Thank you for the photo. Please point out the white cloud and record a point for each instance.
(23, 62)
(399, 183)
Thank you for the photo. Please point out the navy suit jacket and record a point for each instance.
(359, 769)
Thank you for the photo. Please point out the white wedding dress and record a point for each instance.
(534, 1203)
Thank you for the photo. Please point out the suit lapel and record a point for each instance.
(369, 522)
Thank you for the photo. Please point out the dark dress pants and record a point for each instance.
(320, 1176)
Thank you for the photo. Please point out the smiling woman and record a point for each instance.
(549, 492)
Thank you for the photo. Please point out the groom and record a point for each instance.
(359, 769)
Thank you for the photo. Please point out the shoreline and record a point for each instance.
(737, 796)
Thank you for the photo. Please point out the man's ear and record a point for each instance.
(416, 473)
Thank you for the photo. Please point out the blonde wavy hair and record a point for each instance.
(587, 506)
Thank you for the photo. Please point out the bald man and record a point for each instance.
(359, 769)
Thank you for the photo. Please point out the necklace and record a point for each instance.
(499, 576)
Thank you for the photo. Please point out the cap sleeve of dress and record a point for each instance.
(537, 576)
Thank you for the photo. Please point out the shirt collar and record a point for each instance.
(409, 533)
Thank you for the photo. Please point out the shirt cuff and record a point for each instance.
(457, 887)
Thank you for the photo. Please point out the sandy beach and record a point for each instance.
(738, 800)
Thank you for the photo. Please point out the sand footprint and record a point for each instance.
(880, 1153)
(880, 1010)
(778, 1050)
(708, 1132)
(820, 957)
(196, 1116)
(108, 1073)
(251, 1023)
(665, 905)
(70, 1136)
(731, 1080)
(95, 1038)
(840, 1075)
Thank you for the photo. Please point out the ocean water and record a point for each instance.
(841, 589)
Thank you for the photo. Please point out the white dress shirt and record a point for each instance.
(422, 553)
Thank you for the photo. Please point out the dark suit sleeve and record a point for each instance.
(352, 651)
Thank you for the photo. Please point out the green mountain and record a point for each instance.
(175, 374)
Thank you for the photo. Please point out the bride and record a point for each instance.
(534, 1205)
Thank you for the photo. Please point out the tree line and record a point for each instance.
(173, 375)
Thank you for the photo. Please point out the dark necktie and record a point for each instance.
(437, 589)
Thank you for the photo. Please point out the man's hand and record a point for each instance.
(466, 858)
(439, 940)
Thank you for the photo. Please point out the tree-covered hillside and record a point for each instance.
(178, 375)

**Action item:**
Without changing a word, print all of the entries above.

**Response:**
Thank you for the photo. Please point out the white cloud and record a point for each instance.
(23, 62)
(399, 183)
Thank you for the photo. Please point out the navy suit jacket and record a point for each instance.
(359, 769)
Thank you for the photo. Please point out the white wedding dress and record a point for each instance.
(534, 1203)
Thank you for the photo. Please point out the suit lapel and record a point for each instance.
(369, 522)
Thank you for the photo. Please point out the dark dress pants and record a point for each instance.
(320, 1176)
Thank you for the photo. Please point out the smiling woman and record a point for each instance.
(549, 492)
Thank you for the photo. Please point out the groom and record a point for each instance.
(359, 769)
Thank you for the photo. Please point out the shoreline and record a point for each instance.
(737, 796)
Thank you for the photo. Please point out the man's ear and record a point for each instance.
(416, 473)
Thank you for the photo. Please point out the blonde wavy hair and record a point for each instance.
(587, 506)
Thank you for the photo. Please point out the bald man and record a point for each instance.
(359, 769)
Thank you for the photo. Please point out the necklace and record a point for each instance.
(499, 576)
Thank you for the photo. Please point out the cap sleeve of dress and record a point for each instance.
(537, 576)
Thank you for the photo. Please point out the shirt collar and record a point for each instance.
(409, 533)
Thank you for the photo. Please point out the shirt cuff and record a point for each instance.
(457, 887)
Thank you for the photo. Please point out the sandy beach and record a point for each instance.
(738, 800)
Thank you for the photo. Please point out the sand footprint and record a point for each instance.
(880, 1153)
(880, 1010)
(778, 1050)
(708, 1132)
(820, 957)
(196, 1116)
(108, 1073)
(251, 1023)
(665, 905)
(70, 1136)
(731, 1080)
(95, 1038)
(840, 1075)
Thank you for the photo. Please point out the ocean water and record a point for each instance.
(841, 589)
Thank you for the photo. Please point out the white dress shirt and record a point for each instance.
(422, 553)
Thank you for the photo. Please point out the dark suit sleeve and record a point for each instance.
(352, 651)
Thank you for the photo. Please point out the green mountain and record a point for each instance.
(175, 374)
Thank you for the photo. Please point out the bride and record a point for each instance.
(534, 1205)
Thank you for the photo. Please point out the tree line and record a point for each instance.
(173, 375)
Thank you for the photo. Please point out the dark necktie and record a point for each instance.
(437, 589)
Thank you for the photo. Please point out the man's hand and record a point for each instance.
(466, 858)
(439, 940)
Thank you for the photo. Please point out the tree-covered hillside and record a point for each instance.
(178, 375)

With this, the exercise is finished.